**Written request:** Restate, word for word, every line of the data.

**Part of a data file:**
———
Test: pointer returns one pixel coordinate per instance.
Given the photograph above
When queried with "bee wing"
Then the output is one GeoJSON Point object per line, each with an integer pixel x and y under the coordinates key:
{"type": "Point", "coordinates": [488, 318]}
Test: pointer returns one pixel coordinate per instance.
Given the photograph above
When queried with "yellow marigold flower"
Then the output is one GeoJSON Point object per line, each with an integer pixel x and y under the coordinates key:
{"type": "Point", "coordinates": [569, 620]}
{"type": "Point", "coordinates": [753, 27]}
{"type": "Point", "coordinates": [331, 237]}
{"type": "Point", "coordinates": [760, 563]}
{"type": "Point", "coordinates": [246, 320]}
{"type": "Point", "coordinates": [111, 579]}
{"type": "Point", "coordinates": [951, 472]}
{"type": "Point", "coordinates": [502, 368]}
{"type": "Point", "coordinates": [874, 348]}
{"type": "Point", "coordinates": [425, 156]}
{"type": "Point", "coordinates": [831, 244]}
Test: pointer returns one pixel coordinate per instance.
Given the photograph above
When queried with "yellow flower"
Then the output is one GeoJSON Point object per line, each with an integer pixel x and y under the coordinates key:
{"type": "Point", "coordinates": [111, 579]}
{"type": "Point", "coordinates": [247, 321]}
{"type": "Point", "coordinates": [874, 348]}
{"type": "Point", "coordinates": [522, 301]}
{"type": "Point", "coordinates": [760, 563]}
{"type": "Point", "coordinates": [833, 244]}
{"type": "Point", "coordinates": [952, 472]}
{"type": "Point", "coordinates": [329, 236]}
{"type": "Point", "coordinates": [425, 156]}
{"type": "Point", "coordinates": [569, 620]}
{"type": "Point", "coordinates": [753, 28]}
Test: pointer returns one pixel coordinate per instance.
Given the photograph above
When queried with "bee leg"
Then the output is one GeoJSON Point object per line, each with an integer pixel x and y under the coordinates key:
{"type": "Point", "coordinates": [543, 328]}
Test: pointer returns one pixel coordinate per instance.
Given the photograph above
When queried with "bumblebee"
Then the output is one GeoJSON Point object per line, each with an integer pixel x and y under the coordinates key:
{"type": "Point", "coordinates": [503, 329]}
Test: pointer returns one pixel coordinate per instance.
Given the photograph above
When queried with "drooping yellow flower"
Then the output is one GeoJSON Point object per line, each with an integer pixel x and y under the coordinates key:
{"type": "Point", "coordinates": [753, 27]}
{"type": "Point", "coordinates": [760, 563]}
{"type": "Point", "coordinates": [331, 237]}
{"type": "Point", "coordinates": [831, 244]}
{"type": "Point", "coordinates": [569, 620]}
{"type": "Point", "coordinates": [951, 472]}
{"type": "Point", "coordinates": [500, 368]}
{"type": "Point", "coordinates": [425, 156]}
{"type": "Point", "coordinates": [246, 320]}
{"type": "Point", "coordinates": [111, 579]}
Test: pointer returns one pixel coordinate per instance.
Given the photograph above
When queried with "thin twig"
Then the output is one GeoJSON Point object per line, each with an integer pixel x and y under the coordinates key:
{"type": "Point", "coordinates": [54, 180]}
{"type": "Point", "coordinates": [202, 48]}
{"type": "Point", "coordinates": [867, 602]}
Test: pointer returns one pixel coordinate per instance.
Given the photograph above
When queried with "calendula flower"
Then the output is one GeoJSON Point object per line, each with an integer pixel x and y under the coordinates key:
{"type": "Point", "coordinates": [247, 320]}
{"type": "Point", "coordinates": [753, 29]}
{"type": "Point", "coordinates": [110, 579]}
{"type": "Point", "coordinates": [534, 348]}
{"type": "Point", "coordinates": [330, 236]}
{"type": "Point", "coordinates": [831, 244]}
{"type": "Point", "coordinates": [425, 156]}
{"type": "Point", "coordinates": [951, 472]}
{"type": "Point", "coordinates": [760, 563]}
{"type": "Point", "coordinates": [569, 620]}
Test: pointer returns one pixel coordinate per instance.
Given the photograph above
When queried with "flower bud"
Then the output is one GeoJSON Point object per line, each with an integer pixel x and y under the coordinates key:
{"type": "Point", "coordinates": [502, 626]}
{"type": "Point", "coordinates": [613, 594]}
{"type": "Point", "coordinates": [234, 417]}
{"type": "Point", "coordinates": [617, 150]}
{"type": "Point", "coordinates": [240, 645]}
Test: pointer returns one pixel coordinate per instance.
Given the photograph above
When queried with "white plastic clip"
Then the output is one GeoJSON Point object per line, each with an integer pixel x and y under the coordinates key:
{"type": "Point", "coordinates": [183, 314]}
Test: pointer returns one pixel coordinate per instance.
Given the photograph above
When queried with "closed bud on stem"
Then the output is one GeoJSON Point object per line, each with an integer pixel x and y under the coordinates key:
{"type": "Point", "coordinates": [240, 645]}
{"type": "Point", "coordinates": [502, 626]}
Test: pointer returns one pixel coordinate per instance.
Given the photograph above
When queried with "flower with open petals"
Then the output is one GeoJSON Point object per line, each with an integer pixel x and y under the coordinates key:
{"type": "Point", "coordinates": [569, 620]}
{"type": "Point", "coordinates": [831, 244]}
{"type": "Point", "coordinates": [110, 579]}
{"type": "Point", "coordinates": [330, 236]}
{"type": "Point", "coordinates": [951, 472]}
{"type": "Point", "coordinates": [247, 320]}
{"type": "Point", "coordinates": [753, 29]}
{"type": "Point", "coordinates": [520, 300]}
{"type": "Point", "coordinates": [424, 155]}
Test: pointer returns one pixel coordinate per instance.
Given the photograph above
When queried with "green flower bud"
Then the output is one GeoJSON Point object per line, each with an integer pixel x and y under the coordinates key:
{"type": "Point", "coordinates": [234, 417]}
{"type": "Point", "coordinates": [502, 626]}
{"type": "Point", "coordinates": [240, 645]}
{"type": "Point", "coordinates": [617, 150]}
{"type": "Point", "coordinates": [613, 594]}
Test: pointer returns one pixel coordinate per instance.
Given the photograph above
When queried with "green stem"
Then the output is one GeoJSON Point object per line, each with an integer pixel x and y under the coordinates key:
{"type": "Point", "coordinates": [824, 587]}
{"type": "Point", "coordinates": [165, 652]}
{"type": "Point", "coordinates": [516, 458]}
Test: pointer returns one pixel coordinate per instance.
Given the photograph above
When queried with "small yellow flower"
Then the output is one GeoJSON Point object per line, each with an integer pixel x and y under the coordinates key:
———
**Response to this task:**
Test: pointer returns one pixel coordinate per instance.
Given the photograph above
When queried with "bee wing"
Then the output is one GeoJSON Point object per line, each with an integer pixel x and y under the coordinates key:
{"type": "Point", "coordinates": [488, 318]}
Test: pointer returns one pixel coordinate per instance.
Given the photograph above
When queried with "yellow marigold flower"
Then the output is one GeoJSON Point object per line, each with an integer pixel x and y under the coordinates key:
{"type": "Point", "coordinates": [569, 620]}
{"type": "Point", "coordinates": [753, 27]}
{"type": "Point", "coordinates": [331, 237]}
{"type": "Point", "coordinates": [760, 563]}
{"type": "Point", "coordinates": [246, 320]}
{"type": "Point", "coordinates": [111, 579]}
{"type": "Point", "coordinates": [951, 472]}
{"type": "Point", "coordinates": [502, 368]}
{"type": "Point", "coordinates": [874, 348]}
{"type": "Point", "coordinates": [425, 156]}
{"type": "Point", "coordinates": [831, 244]}
Test: pointer returns one pixel coordinate per instance.
Given the photograph above
When queried with "yellow flower"
Then the output is one GeoJSON Point object per line, each with an integer pixel x and y under the coordinates key:
{"type": "Point", "coordinates": [111, 579]}
{"type": "Point", "coordinates": [247, 321]}
{"type": "Point", "coordinates": [874, 348]}
{"type": "Point", "coordinates": [522, 301]}
{"type": "Point", "coordinates": [760, 563]}
{"type": "Point", "coordinates": [833, 244]}
{"type": "Point", "coordinates": [952, 472]}
{"type": "Point", "coordinates": [329, 236]}
{"type": "Point", "coordinates": [425, 156]}
{"type": "Point", "coordinates": [569, 620]}
{"type": "Point", "coordinates": [753, 28]}
Test: pointer returns one pixel coordinate per instance.
Given the photograph above
When queried with "bee leg"
Then the output is one GeoJSON Point object per line, each with an integer pixel x and y under the coordinates key:
{"type": "Point", "coordinates": [543, 328]}
Test: pointer returns one pixel coordinate per instance.
Given the photograph above
When queried with "bumblebee"
Then the output is one GeoJSON Point object per line, each with an integer pixel x and y under the coordinates key:
{"type": "Point", "coordinates": [503, 329]}
Test: pointer returns one pixel coordinate per instance.
Given the photograph above
When queried with "drooping yellow flower"
Then the output is one GeoJSON Point object per line, each with an integer pixel x and y under the coordinates key:
{"type": "Point", "coordinates": [753, 27]}
{"type": "Point", "coordinates": [760, 563]}
{"type": "Point", "coordinates": [331, 237]}
{"type": "Point", "coordinates": [831, 244]}
{"type": "Point", "coordinates": [569, 620]}
{"type": "Point", "coordinates": [951, 472]}
{"type": "Point", "coordinates": [500, 368]}
{"type": "Point", "coordinates": [425, 156]}
{"type": "Point", "coordinates": [246, 320]}
{"type": "Point", "coordinates": [111, 579]}
Test: pointer returns one pixel coordinate per instance.
Given the photograph above
When queried with "thin twig"
Then the output is one GeoJSON Point object per line, each with an integer pixel x and y under the coordinates key:
{"type": "Point", "coordinates": [54, 180]}
{"type": "Point", "coordinates": [202, 48]}
{"type": "Point", "coordinates": [867, 602]}
Test: pointer returns one pixel coordinate per instance.
Given the photograph above
When queried with "calendula flower"
Then the output is one GeoJSON Point object per line, each with an integer pixel x and y under the coordinates key:
{"type": "Point", "coordinates": [247, 320]}
{"type": "Point", "coordinates": [753, 29]}
{"type": "Point", "coordinates": [110, 579]}
{"type": "Point", "coordinates": [534, 348]}
{"type": "Point", "coordinates": [330, 236]}
{"type": "Point", "coordinates": [831, 244]}
{"type": "Point", "coordinates": [425, 156]}
{"type": "Point", "coordinates": [951, 472]}
{"type": "Point", "coordinates": [760, 563]}
{"type": "Point", "coordinates": [569, 620]}
Test: pointer returns one pixel coordinate per instance.
Given the photograph above
When queried with "flower bud"
Then the output is one GeoJSON Point object per line, each with an integer pixel x and y under the coordinates key:
{"type": "Point", "coordinates": [502, 626]}
{"type": "Point", "coordinates": [613, 594]}
{"type": "Point", "coordinates": [234, 417]}
{"type": "Point", "coordinates": [617, 150]}
{"type": "Point", "coordinates": [240, 645]}
Test: pointer returns one pixel coordinate per instance.
Given the photograph above
When queried with "white plastic clip"
Then the output is one GeoJSON Point object per line, each with an integer pixel x and y under the coordinates key:
{"type": "Point", "coordinates": [183, 314]}
Test: pointer returns one pixel coordinate per instance.
Given the photograph above
When queried with "closed bud on stem"
Then the output is one GeoJSON Point object per line, each with an integer pixel x and y under the coordinates key:
{"type": "Point", "coordinates": [240, 645]}
{"type": "Point", "coordinates": [502, 626]}
Test: pointer returns one pixel coordinate per instance.
Given the photograph above
When queried with "flower with open petals"
Then the output is one GeoJSON Point object per line, each with an integer pixel x and y under the coordinates key:
{"type": "Point", "coordinates": [569, 620]}
{"type": "Point", "coordinates": [831, 244]}
{"type": "Point", "coordinates": [110, 579]}
{"type": "Point", "coordinates": [330, 236]}
{"type": "Point", "coordinates": [951, 472]}
{"type": "Point", "coordinates": [247, 320]}
{"type": "Point", "coordinates": [753, 29]}
{"type": "Point", "coordinates": [520, 300]}
{"type": "Point", "coordinates": [424, 155]}
Test: pointer returns one pixel coordinate per instance.
Given the photograph above
When queried with "green flower bud"
Then the output is one GeoJSON Point object per line, each with an integer pixel x and y under the coordinates key:
{"type": "Point", "coordinates": [234, 417]}
{"type": "Point", "coordinates": [502, 626]}
{"type": "Point", "coordinates": [240, 645]}
{"type": "Point", "coordinates": [617, 150]}
{"type": "Point", "coordinates": [613, 594]}
Test: pointer returns one pixel coordinate per instance.
Given the photograph above
When queried with "green stem"
Then the output is one GeoJSON Point object per line, each with an integer pixel x and y under the coordinates key:
{"type": "Point", "coordinates": [824, 587]}
{"type": "Point", "coordinates": [165, 652]}
{"type": "Point", "coordinates": [516, 458]}
Test: pointer returns one pixel coordinate per instance.
Given the photograph above
When queried with "small yellow flower"
Then the output is one GeoJSON Point object per line, each with an integer pixel x and y under the coordinates key:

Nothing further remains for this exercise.